### [Activity]
Somewhere below are a line with "Target: light gray surface" and a later line with "Target: rosary bead". Output exactly those lines and all lines between them.

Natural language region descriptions
Segment Open
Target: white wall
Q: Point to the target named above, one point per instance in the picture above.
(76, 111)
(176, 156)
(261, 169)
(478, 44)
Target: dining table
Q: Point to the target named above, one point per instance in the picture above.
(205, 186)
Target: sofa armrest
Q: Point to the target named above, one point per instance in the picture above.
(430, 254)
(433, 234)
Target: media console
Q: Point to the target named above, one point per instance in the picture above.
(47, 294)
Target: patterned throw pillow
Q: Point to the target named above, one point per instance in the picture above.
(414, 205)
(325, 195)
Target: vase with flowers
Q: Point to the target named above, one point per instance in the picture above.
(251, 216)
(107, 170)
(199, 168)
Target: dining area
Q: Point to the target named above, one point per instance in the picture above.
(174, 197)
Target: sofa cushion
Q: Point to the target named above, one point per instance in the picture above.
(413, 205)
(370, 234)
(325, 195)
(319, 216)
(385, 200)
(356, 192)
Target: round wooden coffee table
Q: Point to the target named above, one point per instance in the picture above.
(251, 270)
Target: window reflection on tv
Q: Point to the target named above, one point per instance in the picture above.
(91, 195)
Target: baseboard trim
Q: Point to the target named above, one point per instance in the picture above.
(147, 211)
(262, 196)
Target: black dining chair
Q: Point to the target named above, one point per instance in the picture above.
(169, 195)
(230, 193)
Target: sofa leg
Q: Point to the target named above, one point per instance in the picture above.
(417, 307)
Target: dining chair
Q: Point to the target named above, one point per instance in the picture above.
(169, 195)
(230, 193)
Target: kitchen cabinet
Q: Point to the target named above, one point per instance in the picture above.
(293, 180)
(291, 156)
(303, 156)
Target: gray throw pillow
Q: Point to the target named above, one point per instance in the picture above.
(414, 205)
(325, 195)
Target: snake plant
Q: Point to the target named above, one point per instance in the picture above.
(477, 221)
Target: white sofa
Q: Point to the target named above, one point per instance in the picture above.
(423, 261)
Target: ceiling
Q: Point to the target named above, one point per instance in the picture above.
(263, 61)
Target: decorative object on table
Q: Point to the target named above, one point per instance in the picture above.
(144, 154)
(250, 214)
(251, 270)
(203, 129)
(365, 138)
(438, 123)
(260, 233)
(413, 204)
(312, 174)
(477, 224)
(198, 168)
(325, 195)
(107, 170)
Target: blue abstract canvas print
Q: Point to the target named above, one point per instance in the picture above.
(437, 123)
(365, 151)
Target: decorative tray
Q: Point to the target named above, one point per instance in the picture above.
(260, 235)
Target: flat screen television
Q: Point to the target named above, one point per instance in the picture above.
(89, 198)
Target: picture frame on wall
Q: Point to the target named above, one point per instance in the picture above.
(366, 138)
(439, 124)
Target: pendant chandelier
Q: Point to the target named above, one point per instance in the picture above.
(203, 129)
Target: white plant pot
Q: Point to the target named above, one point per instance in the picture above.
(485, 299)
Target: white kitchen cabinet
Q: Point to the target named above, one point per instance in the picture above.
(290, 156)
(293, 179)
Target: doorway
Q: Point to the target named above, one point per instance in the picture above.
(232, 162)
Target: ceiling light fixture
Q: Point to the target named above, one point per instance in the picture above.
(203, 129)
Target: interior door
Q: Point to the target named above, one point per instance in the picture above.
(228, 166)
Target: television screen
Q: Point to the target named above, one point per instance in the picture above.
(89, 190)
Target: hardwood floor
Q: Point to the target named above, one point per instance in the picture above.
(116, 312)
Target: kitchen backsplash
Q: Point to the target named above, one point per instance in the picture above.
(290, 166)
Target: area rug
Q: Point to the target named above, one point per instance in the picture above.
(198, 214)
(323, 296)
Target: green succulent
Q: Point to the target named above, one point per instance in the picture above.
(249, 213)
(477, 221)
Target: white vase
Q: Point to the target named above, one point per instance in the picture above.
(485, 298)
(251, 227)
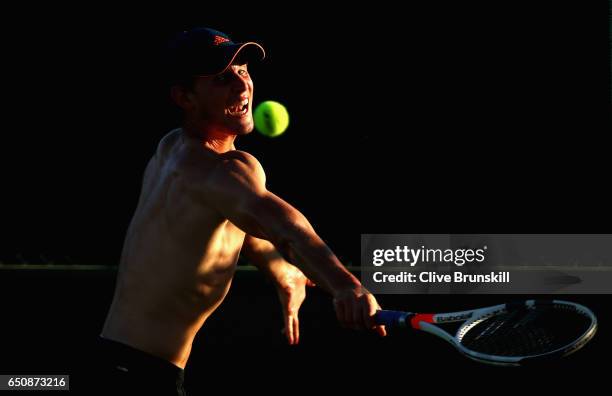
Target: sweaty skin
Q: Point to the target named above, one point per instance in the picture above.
(201, 203)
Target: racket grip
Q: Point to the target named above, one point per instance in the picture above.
(391, 318)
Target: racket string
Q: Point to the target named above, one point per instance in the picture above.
(525, 332)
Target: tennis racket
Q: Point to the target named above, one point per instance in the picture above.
(511, 334)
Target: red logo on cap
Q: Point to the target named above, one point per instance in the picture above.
(219, 40)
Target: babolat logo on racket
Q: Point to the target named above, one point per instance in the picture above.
(454, 318)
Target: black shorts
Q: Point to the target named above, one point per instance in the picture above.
(126, 370)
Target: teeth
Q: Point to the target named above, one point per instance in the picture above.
(240, 108)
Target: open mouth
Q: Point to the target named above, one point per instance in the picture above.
(238, 109)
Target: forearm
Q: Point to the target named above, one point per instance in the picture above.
(306, 250)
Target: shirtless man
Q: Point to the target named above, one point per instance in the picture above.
(202, 204)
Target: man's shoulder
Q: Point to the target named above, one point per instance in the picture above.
(199, 166)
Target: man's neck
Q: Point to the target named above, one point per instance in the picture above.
(207, 138)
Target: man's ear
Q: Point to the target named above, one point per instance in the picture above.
(181, 97)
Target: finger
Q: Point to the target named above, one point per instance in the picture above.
(357, 317)
(340, 312)
(289, 325)
(296, 330)
(368, 316)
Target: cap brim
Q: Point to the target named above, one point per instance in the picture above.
(242, 52)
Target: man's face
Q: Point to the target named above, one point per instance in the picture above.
(223, 103)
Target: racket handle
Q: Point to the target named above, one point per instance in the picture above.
(392, 318)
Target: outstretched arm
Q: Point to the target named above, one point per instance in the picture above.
(236, 188)
(290, 282)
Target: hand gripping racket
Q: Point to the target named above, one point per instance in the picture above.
(510, 334)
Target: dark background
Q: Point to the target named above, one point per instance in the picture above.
(440, 118)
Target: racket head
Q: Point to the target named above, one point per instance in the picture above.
(525, 332)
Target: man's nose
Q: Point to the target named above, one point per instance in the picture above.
(239, 83)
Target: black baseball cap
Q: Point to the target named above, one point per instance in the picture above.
(206, 52)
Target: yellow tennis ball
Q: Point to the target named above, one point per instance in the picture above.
(271, 118)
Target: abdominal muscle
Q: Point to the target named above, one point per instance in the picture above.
(176, 268)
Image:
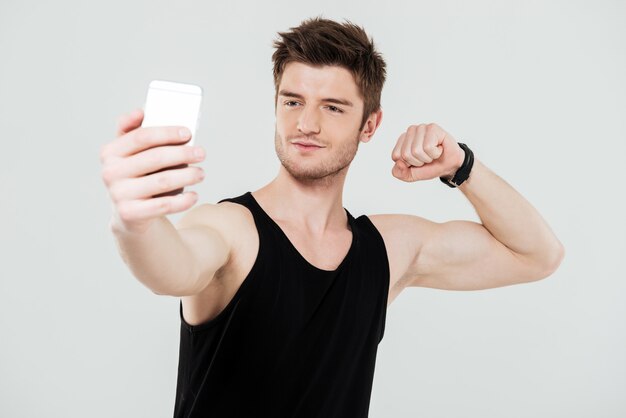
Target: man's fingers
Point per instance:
(141, 139)
(135, 211)
(147, 186)
(154, 159)
(130, 121)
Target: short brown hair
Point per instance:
(319, 42)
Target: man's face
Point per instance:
(321, 107)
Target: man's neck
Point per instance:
(315, 205)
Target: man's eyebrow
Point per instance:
(344, 102)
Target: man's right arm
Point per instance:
(178, 261)
(171, 261)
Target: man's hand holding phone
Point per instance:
(135, 171)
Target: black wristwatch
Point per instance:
(462, 173)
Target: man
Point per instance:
(283, 292)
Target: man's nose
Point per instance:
(308, 121)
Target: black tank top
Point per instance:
(295, 340)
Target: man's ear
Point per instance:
(371, 124)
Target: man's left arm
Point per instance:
(513, 244)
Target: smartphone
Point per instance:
(170, 103)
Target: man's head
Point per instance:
(321, 42)
(328, 83)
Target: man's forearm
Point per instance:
(510, 218)
(157, 257)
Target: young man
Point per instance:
(283, 292)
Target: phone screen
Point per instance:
(173, 104)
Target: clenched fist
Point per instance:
(425, 152)
(133, 171)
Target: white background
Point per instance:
(537, 89)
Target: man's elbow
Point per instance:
(551, 263)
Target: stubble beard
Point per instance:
(322, 172)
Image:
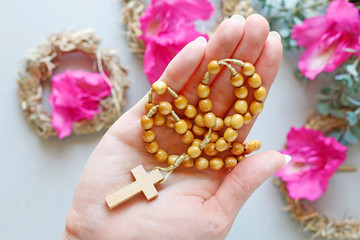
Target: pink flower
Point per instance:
(327, 38)
(167, 26)
(75, 96)
(315, 159)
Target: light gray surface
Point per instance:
(38, 177)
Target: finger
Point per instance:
(243, 180)
(248, 50)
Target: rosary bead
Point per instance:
(148, 135)
(256, 107)
(221, 144)
(237, 80)
(199, 120)
(214, 67)
(254, 81)
(210, 149)
(230, 162)
(188, 163)
(152, 147)
(161, 155)
(170, 121)
(203, 90)
(247, 117)
(241, 92)
(190, 111)
(198, 130)
(205, 105)
(210, 120)
(180, 126)
(260, 94)
(188, 137)
(216, 163)
(248, 69)
(146, 123)
(180, 102)
(194, 151)
(237, 149)
(219, 124)
(165, 108)
(159, 87)
(241, 106)
(230, 134)
(159, 119)
(237, 121)
(201, 163)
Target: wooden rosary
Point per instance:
(200, 122)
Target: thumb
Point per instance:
(245, 178)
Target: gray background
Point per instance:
(38, 177)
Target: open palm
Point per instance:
(192, 204)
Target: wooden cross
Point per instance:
(144, 183)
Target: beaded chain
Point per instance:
(200, 121)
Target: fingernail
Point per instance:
(275, 34)
(238, 17)
(287, 159)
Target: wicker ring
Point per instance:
(40, 65)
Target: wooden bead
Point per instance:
(216, 163)
(165, 108)
(237, 121)
(227, 121)
(188, 163)
(260, 94)
(241, 92)
(219, 124)
(203, 90)
(210, 149)
(152, 147)
(221, 144)
(194, 151)
(181, 127)
(241, 106)
(159, 119)
(254, 81)
(190, 111)
(172, 159)
(159, 87)
(148, 135)
(205, 105)
(237, 149)
(237, 80)
(199, 131)
(170, 121)
(230, 162)
(247, 117)
(180, 102)
(188, 137)
(248, 69)
(214, 67)
(199, 120)
(256, 107)
(210, 120)
(201, 163)
(161, 155)
(146, 123)
(230, 134)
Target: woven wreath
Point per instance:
(40, 65)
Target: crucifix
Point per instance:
(144, 183)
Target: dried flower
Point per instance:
(167, 26)
(75, 96)
(315, 158)
(328, 40)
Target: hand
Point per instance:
(192, 204)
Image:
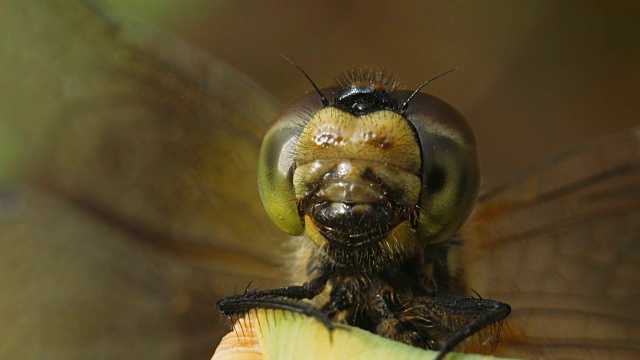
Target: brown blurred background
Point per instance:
(534, 78)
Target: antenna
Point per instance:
(404, 107)
(325, 102)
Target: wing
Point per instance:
(128, 188)
(561, 245)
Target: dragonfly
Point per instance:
(120, 234)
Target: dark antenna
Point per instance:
(325, 102)
(406, 103)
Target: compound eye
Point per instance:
(276, 163)
(450, 170)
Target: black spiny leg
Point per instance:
(283, 298)
(479, 313)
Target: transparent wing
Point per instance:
(561, 245)
(129, 197)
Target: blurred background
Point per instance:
(136, 211)
(534, 77)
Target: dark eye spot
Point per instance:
(436, 179)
Segment Closed
### [Solved exercise]
Target: light gray surface
Point per instance:
(38, 177)
Target: finger
Point per instance:
(243, 180)
(248, 50)
Target: rosary bead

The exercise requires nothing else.